**Arbeitsanweisungen**
1. Wohin schickte Patriarch Joasaph II. laut dem Text zur Ökumene im Jahr 1558 einen Diakon?
2. Gib aus dem Text zur Ökumene den Abschnitt wortgetreu wieder, der mit den Worten "3. die reformatorische: ökumenisch" anfängt und mit "Patriarchat von Konstantinopel." aufhört.
3. Zähle alle Auffassungen von Ökumene auf, die der Text zur Ökumene nennt.

**Seite**

▼▼▼

Alle gesamtkirchlichen Angelegenheiten wurden durch sieben Ökumenische Konzile (325 - 787), die der Kaiser einberief, geregelt. Die orientalischen Kirchen außerhalb des Reiches schieden dabei wegen dogmatischer (und darin ausgetragener politischer) Gegensätze aus der Ökumene aus.

Im 6. Jahrhundert brach ein Konflikt zwischen Konstantinopel und Rom über den jeweiligen ökumenischen Anspruch aus. Seither führt der Patriarch von Konstantinopel den Titel ökumenischer Patriarch, wenn auch mit regionaler Bedeutung.

Es entstanden folgende Auffassungen von Ökumene

  1. die orthodoxe: Ökumenisch ist, was dem Patriarchat von Konstantinopel untersteht
  2. die katholische: Ökumenisch ist, was der durch die sieben ökumenischen Konzilien, sowie dem ebenfalls ökumenisches Konzil genannten II. Vaticanum bestätigten Jurisdiktion der römisch-katholischen Kirche untersteht.
  3. die reformatorische: ökumenisch ist, was seine Wurzeln im ersten ökumenischen Konzil von Nicäa sieht.

Ökumene im 16. Jahrhundert

Bereits um die Mitte des 16. Jahrhunderts gab es einen intensiven theologischen Dialog zwischen den Lutheranern und dem ökumenischen Patriarchat von Konstantinopel.

1558 sandte Patriarch Joasaph II. (1555-65) einen Diakon nach Wittenberg, um sich aus erster Hand über den Glauben und die Bräuche der Reformatoren zu informieren. Unter Mitarbeit von Melanchthon entstand eine griechische Übersetzung des Augsburger Bekenntnisses, das allerdings Konstantinopel nie erreichte, da der Bote bei einer Rebellion in der Walachei umkam.

▲▲▲

**Einträge**
▼▼▼

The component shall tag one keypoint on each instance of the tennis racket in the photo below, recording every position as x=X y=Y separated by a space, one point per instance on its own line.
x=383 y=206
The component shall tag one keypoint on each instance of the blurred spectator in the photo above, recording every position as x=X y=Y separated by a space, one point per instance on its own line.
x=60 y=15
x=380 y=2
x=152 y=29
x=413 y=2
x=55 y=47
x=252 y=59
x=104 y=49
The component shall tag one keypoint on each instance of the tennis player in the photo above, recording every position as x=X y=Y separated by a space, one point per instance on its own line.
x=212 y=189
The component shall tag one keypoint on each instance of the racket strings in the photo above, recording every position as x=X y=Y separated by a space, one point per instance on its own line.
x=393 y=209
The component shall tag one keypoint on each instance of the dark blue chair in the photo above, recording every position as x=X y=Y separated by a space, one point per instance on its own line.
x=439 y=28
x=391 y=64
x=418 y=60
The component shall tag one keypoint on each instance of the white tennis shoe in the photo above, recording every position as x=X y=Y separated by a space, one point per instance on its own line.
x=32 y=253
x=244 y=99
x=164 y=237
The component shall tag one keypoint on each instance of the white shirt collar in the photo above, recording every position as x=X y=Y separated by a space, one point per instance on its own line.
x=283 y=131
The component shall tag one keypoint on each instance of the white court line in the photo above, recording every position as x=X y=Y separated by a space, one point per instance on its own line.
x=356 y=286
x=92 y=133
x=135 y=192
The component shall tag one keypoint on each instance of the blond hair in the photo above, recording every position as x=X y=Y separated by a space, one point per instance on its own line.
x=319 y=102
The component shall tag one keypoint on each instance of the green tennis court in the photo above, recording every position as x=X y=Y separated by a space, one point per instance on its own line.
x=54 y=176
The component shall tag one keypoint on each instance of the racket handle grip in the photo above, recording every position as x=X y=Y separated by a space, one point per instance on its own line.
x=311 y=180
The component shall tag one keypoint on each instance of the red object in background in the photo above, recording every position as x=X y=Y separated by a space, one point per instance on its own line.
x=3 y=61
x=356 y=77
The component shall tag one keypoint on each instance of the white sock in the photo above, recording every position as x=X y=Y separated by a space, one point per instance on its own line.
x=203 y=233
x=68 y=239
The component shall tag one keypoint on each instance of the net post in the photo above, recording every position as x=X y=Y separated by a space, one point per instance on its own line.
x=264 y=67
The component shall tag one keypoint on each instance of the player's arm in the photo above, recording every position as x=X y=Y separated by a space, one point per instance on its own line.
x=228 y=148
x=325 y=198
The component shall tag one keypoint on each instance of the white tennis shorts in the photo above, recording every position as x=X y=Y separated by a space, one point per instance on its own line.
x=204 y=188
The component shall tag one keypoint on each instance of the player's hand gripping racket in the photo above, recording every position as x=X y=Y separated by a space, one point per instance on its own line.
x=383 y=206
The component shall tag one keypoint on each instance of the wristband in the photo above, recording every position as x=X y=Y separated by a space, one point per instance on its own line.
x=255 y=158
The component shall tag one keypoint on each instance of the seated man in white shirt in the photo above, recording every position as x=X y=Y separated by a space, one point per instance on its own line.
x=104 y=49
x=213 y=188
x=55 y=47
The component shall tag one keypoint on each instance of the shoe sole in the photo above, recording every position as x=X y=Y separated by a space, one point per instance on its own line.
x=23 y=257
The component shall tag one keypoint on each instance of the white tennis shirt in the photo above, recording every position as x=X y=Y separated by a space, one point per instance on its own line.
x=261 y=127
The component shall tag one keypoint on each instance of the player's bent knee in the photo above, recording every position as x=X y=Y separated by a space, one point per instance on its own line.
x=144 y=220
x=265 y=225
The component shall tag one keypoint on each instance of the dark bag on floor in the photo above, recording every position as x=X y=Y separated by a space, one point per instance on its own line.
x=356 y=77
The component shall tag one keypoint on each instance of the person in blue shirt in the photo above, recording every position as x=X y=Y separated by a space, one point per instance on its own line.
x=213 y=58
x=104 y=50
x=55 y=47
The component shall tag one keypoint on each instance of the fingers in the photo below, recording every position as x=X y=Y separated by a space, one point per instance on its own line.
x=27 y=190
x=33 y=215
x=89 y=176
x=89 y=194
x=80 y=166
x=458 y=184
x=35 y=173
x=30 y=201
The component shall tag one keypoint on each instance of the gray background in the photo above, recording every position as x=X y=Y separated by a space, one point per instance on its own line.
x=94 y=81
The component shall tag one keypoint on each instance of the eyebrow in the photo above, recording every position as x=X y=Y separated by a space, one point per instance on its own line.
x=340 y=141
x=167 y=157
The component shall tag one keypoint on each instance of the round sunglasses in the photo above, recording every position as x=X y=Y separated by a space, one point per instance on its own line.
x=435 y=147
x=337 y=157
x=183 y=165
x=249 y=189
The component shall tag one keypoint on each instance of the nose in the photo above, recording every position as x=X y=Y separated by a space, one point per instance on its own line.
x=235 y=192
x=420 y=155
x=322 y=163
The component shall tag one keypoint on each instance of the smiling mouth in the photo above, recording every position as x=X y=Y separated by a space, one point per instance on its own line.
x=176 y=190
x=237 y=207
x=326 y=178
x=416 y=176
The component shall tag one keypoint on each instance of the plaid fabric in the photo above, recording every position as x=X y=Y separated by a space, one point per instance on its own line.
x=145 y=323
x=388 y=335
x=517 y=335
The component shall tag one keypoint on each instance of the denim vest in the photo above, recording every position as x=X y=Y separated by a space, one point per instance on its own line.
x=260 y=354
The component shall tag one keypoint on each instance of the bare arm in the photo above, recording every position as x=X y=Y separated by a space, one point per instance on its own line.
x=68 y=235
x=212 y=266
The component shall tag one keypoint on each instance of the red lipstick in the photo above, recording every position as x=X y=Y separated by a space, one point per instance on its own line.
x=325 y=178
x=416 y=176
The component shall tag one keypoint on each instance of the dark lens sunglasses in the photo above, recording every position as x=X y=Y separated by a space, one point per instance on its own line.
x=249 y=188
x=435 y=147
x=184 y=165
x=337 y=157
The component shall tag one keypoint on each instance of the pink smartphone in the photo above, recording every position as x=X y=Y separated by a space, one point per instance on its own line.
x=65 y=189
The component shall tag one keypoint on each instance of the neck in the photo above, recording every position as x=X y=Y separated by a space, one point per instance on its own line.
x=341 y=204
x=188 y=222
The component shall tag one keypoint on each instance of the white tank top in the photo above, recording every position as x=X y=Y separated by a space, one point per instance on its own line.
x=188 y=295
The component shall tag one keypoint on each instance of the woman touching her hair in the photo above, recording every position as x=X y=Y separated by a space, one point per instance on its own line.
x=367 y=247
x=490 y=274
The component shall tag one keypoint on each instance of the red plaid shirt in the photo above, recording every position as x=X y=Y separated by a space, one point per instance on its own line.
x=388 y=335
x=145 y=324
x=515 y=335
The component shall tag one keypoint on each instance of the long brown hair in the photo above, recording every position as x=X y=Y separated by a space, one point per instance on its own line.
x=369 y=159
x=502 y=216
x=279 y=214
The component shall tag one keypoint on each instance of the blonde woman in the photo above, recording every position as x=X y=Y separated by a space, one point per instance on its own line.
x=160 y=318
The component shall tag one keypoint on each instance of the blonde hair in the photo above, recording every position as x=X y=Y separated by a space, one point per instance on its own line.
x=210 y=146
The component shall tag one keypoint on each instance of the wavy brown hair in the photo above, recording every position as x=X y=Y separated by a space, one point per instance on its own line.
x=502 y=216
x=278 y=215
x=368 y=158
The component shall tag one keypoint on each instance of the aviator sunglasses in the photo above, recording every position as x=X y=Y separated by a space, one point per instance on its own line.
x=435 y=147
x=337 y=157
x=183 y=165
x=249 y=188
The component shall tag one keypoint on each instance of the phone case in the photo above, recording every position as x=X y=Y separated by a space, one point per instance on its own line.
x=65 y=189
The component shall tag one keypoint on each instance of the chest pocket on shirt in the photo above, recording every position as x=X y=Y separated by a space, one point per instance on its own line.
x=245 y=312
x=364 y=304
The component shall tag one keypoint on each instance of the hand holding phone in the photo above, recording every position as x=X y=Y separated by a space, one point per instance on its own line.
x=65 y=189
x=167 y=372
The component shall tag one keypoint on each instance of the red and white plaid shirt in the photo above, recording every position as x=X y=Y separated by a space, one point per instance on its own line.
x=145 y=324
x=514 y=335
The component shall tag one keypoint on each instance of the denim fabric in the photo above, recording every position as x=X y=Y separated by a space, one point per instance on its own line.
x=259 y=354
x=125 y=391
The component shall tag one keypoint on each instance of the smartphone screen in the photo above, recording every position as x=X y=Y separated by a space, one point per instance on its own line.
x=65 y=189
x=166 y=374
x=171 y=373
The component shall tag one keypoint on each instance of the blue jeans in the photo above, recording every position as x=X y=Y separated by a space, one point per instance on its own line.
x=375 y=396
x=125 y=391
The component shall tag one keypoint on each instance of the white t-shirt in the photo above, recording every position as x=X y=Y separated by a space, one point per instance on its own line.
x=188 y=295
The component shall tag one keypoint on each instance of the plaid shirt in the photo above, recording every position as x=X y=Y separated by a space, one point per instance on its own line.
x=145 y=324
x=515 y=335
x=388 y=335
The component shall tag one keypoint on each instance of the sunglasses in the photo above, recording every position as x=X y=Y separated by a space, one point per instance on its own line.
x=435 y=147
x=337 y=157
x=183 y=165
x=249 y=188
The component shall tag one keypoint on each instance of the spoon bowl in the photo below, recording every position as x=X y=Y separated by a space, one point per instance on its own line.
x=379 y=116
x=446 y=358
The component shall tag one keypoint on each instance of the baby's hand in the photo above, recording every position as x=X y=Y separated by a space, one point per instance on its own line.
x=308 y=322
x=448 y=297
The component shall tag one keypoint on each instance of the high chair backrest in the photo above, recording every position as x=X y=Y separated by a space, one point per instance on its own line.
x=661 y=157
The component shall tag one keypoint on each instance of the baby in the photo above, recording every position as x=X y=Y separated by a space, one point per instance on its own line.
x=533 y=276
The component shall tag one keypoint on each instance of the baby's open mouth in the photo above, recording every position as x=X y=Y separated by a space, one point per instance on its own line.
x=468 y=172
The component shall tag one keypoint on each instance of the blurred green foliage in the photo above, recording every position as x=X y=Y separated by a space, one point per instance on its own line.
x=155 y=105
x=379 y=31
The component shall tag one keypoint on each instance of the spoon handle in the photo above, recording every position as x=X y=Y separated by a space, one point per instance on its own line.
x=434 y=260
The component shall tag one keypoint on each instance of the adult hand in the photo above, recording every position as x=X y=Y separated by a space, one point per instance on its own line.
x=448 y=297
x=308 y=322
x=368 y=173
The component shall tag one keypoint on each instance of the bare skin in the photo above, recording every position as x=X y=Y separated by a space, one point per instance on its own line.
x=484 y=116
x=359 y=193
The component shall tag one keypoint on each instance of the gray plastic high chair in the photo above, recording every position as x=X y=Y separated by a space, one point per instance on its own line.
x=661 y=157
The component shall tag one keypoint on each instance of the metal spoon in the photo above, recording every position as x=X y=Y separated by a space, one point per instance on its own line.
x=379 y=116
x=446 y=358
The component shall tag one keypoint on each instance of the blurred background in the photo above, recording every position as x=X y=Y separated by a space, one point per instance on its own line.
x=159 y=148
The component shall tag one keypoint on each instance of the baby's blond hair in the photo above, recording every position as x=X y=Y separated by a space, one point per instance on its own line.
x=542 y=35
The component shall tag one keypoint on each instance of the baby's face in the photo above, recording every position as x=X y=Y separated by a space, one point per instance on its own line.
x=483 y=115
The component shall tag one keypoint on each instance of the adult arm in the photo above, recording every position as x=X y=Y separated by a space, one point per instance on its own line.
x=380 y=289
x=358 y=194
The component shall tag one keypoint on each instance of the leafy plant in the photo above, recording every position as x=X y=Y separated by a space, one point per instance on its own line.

▲▲▲

**Ergebnisse**
1. Nach Wittenberg.

2.
3. die reformatorische: ökumenisch ist, was seine Wurzeln im ersten ökumenischen Konzil von Nicäa sieht.

Ökumene im 16. Jahrhundert

Bereits um die Mitte des 16. Jahrhunderts gab es einen intensiven theologischen Dialog zwischen den Lutheranern und dem ökumenischen Patriarchat von Konstantinopel.

3. Die orthodoxe, die katholische und die reformatorische Auffassung.